## Document segment
══════════════════════════════
# Another question about NYU admission (video portfolio)



## Jelstro (Sep 15, 2003)

All right I've got about a month and a half to put together my video for my admission to NYU and I have no idea what they're looking for or where to go with it. I'm hoping that someone that has applied and been accepted could give me some tips as to what I should work for. The best I could think of is splicing together a collection of some of my best shots with some dialogue strung throughout, but like I said I truly have no idea what to do and I don't know anyone personally that would be a good help. So yeah, please help!

-Jelstro
"So when ambition turns into competition, I'll never be the better man."


----------



## Jelstro (Sep 15, 2003)

All right I've got about a month and a half to put together my video for my admission to NYU and I have no idea what they're looking for or where to go with it. I'm hoping that someone that has applied and been accepted could give me some tips as to what I should work for. The best I could think of is splicing together a collection of some of my best shots with some dialogue strung throughout, but like I said I truly have no idea what to do and I don't know anyone personally that would be a good help. So yeah, please help!

-Jelstro
"So when ambition turns into competition, I'll never be the better man."
══════════════════════════════
(Point labeling dataset excerpts)
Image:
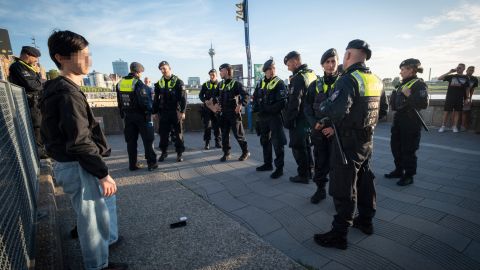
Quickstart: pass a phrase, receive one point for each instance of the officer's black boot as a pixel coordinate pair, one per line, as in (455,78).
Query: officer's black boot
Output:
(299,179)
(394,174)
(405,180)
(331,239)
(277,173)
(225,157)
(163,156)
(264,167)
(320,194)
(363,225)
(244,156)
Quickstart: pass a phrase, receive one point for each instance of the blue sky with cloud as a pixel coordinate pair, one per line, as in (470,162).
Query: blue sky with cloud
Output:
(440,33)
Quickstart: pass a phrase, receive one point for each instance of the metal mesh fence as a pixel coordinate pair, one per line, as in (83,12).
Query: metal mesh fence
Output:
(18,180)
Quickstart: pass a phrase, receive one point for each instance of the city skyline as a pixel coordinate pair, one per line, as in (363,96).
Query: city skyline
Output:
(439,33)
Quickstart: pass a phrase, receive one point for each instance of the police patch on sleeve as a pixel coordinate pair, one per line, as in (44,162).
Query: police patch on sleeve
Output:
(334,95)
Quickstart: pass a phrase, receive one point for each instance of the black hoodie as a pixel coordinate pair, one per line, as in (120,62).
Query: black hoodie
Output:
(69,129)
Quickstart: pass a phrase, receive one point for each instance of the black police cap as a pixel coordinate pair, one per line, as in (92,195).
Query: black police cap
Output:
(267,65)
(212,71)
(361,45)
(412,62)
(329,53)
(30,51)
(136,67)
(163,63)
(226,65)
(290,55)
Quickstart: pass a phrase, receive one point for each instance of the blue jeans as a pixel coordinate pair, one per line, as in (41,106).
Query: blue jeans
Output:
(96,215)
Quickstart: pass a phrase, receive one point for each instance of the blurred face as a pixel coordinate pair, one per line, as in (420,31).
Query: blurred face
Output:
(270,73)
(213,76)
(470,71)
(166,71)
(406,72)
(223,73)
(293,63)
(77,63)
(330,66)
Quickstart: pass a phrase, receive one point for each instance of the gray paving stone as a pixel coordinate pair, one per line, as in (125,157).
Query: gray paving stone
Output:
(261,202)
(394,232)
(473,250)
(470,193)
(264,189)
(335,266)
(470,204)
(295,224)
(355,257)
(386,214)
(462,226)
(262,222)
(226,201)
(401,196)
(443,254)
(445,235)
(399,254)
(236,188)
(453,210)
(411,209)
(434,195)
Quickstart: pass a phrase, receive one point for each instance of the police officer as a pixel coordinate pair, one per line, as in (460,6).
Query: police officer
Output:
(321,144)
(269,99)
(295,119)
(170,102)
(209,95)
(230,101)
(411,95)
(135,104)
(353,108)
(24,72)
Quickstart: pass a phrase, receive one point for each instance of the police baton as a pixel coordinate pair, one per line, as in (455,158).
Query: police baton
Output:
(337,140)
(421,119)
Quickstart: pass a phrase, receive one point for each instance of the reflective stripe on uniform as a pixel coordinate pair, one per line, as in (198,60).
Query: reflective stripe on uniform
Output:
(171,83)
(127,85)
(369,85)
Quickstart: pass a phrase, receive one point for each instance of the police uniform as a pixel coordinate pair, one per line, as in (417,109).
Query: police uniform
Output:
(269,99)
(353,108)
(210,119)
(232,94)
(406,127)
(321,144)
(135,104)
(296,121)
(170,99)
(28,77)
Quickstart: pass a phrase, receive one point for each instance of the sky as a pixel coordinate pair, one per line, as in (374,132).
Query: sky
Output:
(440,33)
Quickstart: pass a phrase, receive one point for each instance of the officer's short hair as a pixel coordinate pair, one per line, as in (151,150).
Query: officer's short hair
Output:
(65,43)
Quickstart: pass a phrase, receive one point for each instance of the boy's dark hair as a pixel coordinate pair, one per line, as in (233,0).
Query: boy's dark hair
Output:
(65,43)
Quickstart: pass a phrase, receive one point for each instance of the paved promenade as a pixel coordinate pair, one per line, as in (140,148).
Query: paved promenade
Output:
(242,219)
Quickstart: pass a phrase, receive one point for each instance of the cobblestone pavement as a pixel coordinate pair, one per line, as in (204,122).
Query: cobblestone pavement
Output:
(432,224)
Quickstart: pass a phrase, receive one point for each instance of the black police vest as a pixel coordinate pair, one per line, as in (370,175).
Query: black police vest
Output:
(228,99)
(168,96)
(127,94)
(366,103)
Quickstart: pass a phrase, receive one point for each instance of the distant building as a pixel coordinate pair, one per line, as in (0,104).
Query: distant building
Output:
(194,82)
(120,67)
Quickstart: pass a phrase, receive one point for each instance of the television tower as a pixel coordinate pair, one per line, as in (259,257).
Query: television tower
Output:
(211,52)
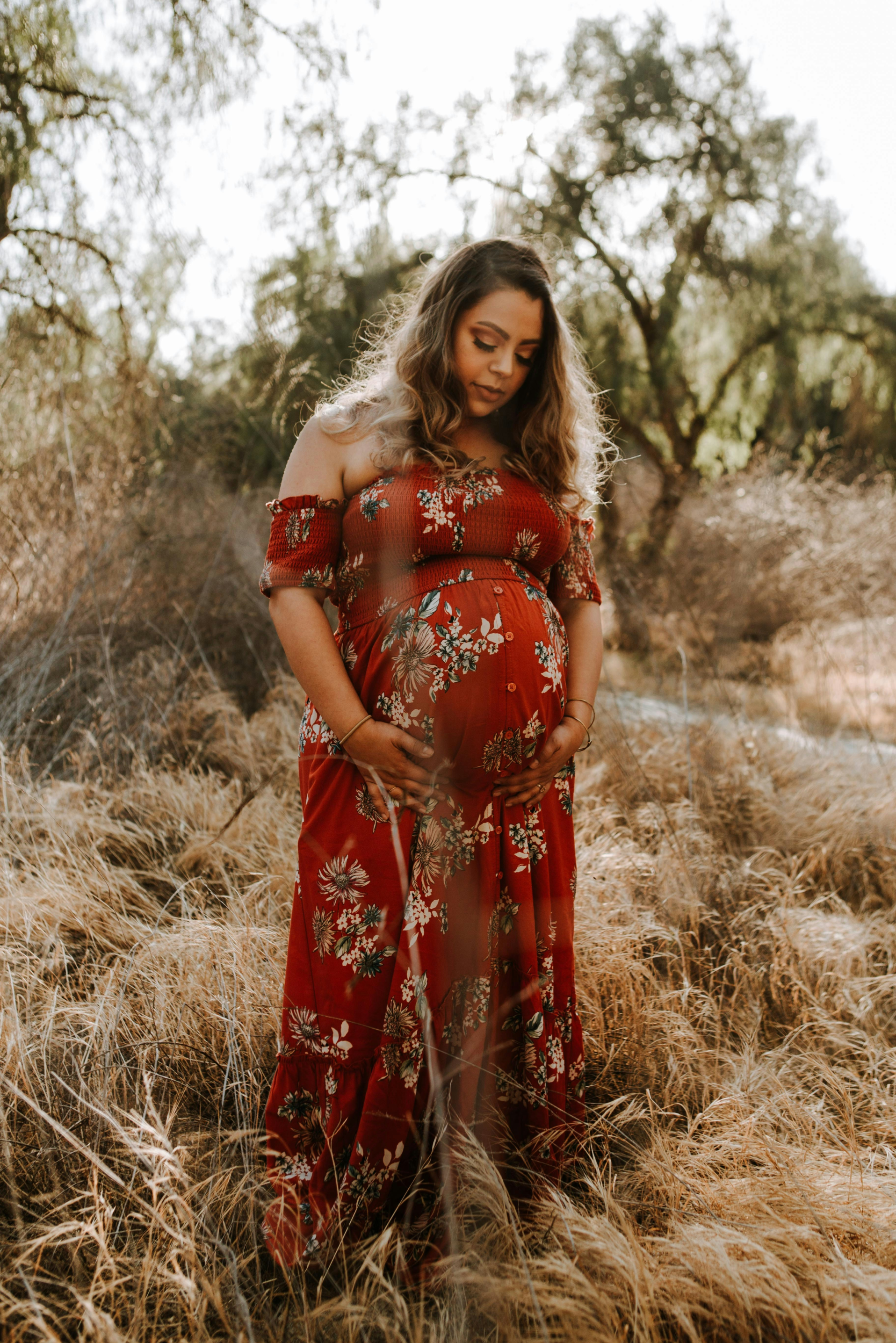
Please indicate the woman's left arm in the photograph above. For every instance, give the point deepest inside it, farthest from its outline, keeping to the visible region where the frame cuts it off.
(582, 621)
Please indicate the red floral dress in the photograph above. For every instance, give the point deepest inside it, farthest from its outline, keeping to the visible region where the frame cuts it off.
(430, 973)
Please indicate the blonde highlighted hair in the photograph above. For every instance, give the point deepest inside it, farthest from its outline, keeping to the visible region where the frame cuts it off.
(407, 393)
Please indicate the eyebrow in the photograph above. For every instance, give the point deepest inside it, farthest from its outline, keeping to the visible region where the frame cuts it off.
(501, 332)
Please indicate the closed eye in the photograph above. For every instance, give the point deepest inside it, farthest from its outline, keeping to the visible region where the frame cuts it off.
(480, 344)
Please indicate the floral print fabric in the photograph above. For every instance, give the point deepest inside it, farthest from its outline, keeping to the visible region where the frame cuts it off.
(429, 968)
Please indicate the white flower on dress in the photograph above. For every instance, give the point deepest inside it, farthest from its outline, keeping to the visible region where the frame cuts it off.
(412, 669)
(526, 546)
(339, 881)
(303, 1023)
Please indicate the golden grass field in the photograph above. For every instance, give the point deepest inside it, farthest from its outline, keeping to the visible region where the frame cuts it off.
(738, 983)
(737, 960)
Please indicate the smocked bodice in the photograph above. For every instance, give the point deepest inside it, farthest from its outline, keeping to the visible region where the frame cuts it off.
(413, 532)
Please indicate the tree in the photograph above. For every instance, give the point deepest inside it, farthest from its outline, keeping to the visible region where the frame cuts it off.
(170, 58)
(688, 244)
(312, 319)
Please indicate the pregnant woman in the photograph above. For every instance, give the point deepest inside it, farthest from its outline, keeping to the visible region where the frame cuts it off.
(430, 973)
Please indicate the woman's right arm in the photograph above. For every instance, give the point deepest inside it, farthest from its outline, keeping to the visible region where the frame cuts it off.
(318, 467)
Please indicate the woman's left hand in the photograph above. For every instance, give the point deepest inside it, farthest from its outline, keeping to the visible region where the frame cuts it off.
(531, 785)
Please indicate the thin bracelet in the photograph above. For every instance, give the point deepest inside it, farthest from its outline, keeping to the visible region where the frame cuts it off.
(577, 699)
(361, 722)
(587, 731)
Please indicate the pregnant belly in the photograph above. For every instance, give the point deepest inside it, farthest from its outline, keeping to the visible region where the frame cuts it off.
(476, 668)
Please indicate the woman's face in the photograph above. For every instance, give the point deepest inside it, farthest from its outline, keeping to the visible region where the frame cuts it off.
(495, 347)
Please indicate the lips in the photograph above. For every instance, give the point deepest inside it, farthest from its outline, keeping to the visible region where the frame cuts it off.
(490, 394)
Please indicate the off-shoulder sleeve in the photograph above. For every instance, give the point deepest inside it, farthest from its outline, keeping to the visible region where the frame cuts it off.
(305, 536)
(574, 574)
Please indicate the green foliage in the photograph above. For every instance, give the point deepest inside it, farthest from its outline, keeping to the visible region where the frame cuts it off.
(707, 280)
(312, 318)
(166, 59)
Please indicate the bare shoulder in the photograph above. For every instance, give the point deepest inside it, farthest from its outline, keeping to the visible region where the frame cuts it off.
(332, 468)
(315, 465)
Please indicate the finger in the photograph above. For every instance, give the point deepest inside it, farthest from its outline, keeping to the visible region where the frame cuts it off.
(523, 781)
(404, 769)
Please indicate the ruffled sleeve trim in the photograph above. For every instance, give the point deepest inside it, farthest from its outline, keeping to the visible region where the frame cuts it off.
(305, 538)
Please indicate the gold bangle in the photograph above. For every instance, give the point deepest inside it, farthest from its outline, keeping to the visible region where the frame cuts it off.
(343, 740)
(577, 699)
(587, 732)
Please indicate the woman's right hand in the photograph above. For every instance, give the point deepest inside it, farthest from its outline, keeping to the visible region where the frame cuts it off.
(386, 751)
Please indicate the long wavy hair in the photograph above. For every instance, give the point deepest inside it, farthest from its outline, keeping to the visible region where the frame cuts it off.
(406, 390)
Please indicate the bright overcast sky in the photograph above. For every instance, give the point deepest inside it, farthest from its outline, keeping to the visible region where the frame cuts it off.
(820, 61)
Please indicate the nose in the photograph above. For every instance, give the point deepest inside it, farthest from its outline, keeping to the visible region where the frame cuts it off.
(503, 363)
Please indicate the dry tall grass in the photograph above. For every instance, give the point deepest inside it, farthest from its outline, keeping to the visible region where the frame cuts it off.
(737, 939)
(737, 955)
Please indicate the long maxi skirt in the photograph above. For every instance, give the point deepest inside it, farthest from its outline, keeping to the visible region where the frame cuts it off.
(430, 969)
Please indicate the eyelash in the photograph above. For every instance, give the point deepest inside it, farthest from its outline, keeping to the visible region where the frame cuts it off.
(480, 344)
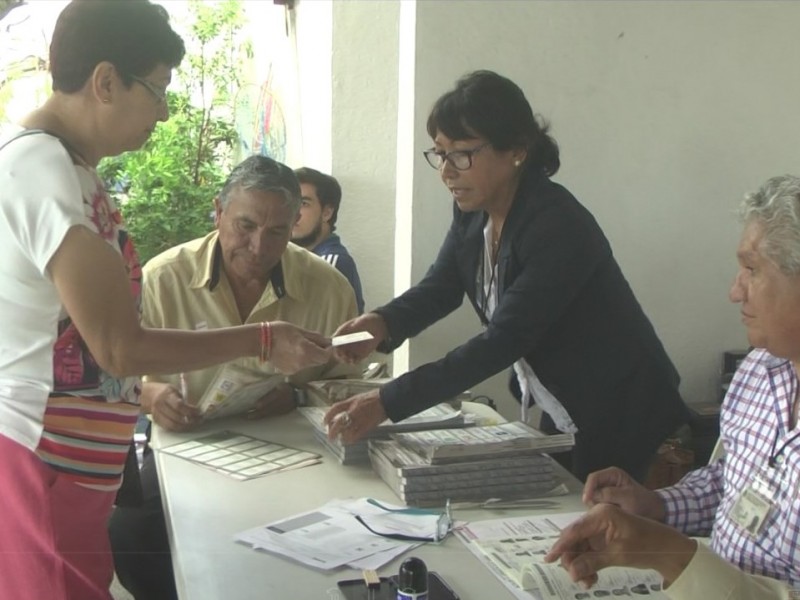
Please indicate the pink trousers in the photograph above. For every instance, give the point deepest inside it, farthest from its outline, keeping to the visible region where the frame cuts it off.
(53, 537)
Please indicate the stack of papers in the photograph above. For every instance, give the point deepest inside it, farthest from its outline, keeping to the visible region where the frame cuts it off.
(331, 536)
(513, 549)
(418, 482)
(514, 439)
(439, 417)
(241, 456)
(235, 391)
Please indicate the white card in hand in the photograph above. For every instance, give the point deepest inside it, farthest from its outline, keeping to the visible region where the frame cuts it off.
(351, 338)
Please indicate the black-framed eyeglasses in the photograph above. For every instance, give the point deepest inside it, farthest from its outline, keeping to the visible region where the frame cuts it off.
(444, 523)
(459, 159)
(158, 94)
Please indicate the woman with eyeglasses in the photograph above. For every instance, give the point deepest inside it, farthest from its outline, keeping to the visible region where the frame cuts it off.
══════════════════════════════
## What to work on
1. Condense the paragraph in the forum post beginning "All right I've got about a month and a half" into a short bulleted list that keeps its main facts.
2. Locate every line in the entries that contains the string "sleeve", matching case exactly, and copy each of those lines.

## Solutions to each task
1.
- The writer has about a month and a half to put together a video for admission to NYU.
- They don't know what NYU is looking for or what direction to take.
- They hope someone who applied and was accepted can give tips.
- Their best idea is to splice together a collection of their best shots with dialogue strung throughout.
- They don't personally know anyone who could help, so they are asking for help.

2.
Quickstart: pass a phrase, receive one point for each instance of the police patch on sleeve as a pixel coordinate pair, one per line, as in (44,162).
Query: police patch on sleeve
Please indicate the off-shoulder sleeve in the photograph above. For every instance, give the point deepest inside it, farthest from its outline, keeping to the visible region where the frame cuts it off.
Please indicate the ruffled sleeve trim in the photograph above. For every instance, give the point deepest inside it, farthest from its outline, keeping to the visible region where the frame cuts it off.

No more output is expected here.